* QUOTED PASSAGE *
┌──
# Q : 4         Using Cofactors of elements of third column, evaluate $\small \Delta =\begin{vmatrix} 1 &x &yz \\ 1 &y &zx \\ 1 &z &xy \end{vmatrix}$

D Divya Prakash Singh

Given determinant : $\small \Delta =\begin{vmatrix} 1 &x &yz \\ 1 &y &zx \\ 1 &z &xy \end{vmatrix}$

First finding Minors of the third column by the definition,

$M_{13} =$ minor of  $a_{13} = \begin{vmatrix} 1 &y \\ 1 &z \end{vmatrix} =z-y$

$M_{23} =$ minor of  $a_{23} = \begin{vmatrix} 1 &x \\ 1 &z \end{vmatrix} = z-x$

$M_{33} =$ minor of  $a_{33} = \begin{vmatrix} 1 &x \\ 1 &y \end{vmatrix} =y-x$

Finding the Cofactors of the second row:

$A_{13}=$ Cofactor of $a_{13} = (-1)^{1+3}M_{13} = z-y$

$A_{23}=$ Cofactor of $a_{23} = (-1)^{2+3}M_{23} = x-z$

$A_{33}=$ Cofactor of $a_{33} = (-1)^{3+3}M_{33} = y-x$

Therefore we can calculate  $\triangle$ by sum of the product of the elements of the third column with their corresponding cofactors.
└──
* RECORDS *
┌──
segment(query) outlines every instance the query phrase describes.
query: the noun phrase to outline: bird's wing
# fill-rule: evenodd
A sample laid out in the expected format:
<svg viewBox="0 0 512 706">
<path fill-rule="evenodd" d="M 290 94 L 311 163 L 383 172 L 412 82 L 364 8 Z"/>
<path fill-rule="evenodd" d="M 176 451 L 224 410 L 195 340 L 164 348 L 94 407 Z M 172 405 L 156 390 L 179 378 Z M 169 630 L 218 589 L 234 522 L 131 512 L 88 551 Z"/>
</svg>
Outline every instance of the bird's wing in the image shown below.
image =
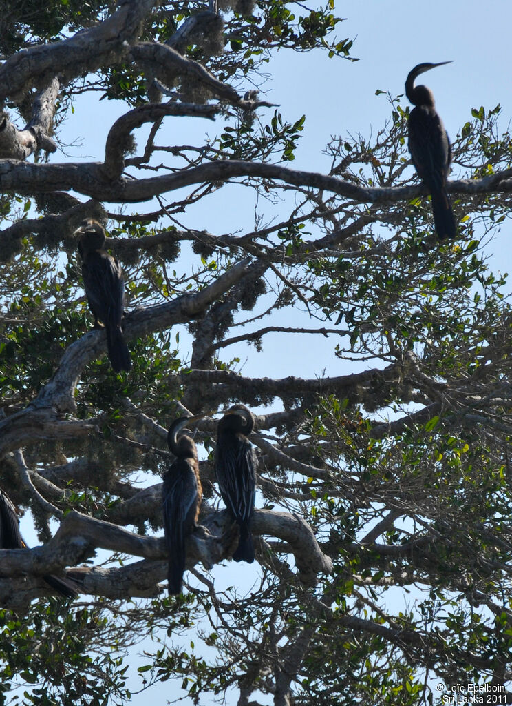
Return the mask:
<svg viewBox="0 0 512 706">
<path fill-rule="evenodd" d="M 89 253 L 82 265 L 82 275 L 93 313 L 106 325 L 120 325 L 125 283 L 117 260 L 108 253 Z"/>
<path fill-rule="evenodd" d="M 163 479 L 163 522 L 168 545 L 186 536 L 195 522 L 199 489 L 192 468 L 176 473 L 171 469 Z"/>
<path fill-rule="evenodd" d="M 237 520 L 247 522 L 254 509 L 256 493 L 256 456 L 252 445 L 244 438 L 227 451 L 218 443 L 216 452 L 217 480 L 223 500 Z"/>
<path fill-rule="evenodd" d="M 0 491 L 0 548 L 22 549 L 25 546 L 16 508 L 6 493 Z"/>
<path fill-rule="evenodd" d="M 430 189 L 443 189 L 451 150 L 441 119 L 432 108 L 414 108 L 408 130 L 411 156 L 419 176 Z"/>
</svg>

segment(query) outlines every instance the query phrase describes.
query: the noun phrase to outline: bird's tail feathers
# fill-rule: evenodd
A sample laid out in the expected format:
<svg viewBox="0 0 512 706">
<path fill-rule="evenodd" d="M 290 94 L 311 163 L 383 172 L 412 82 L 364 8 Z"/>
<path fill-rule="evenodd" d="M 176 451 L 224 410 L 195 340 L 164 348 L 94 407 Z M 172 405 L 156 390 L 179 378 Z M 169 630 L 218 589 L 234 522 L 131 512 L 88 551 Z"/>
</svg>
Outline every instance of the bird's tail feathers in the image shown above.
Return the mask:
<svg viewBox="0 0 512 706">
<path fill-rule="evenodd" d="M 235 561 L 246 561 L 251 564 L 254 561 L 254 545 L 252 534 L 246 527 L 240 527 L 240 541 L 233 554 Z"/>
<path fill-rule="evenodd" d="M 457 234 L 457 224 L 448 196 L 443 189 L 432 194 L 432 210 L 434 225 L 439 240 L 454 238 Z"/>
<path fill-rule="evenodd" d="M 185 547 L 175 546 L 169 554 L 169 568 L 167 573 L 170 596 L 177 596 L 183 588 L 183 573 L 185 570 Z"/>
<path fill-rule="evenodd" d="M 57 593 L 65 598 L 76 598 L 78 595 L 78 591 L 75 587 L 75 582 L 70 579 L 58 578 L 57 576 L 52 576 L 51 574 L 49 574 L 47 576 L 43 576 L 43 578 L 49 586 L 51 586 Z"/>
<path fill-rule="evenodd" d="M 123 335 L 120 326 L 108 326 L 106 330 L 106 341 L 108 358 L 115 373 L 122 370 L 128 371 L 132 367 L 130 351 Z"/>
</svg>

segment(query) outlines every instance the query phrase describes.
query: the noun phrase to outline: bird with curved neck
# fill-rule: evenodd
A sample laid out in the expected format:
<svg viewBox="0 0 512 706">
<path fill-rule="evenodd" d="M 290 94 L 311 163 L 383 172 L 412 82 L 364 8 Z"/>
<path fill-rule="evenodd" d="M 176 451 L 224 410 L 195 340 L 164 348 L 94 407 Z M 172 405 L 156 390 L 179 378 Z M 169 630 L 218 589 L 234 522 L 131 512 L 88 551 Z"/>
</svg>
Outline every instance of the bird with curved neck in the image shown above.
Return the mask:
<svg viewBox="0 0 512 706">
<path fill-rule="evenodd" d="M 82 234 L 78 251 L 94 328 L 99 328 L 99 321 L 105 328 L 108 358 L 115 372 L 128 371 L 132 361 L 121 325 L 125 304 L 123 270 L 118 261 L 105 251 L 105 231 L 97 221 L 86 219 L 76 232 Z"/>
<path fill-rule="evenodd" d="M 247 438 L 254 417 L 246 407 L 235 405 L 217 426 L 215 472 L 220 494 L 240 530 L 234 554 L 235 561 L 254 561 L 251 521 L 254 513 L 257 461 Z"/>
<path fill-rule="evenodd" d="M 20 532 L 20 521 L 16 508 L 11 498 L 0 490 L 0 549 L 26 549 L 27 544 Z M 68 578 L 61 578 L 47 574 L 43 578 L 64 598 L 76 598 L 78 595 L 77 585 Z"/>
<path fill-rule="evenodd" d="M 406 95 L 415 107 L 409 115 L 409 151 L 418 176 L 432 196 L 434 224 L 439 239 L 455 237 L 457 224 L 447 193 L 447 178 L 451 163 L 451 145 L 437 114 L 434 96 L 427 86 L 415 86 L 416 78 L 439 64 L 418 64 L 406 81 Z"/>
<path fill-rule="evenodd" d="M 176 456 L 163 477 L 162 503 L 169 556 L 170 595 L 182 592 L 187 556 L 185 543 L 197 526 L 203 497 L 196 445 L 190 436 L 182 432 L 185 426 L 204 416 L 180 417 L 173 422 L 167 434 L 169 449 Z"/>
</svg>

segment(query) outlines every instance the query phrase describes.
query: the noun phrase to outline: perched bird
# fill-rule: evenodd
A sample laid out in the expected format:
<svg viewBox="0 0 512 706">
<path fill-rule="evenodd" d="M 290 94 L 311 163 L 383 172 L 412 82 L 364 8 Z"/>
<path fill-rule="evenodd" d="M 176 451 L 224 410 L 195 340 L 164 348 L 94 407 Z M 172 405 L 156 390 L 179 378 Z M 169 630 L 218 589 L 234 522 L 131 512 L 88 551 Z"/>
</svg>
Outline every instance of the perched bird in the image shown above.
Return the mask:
└──
* EXERCISE TASKS *
1/ What value does the determinant solution give for the cofactor of a_23?
2/ Format the records as a Markdown table with the columns Row and Line, one numbered row per line, starting at the first line of the records and ending with the line that contains "89 253 L 82". Omit blank lines and leave the pictures out.

* TASK-BY-TASK OUTPUTS *
1/ x − z

2/
| Row | Line |
|---|---|
| 1 | segment(query) outlines every instance the query phrase describes. |
| 2 | query: the noun phrase to outline: bird's wing |
| 3 | # fill-rule: evenodd |
| 4 | A sample laid out in the expected format: |
| 5 | <svg viewBox="0 0 512 706"> |
| 6 | <path fill-rule="evenodd" d="M 290 94 L 311 163 L 383 172 L 412 82 L 364 8 Z"/> |
| 7 | <path fill-rule="evenodd" d="M 176 451 L 224 410 L 195 340 L 164 348 L 94 407 Z M 172 405 L 156 390 L 179 378 Z M 169 630 L 218 589 L 234 522 L 131 512 L 88 551 Z"/> |
| 8 | </svg> |
| 9 | Outline every instance of the bird's wing in the image shown below. |
| 10 | image = |
| 11 | Return the mask: |
| 12 | <svg viewBox="0 0 512 706"> |
| 13 | <path fill-rule="evenodd" d="M 89 253 L 82 265 L 82 275 L 93 313 L 106 325 L 120 325 L 125 283 L 117 260 L 108 253 Z"/> |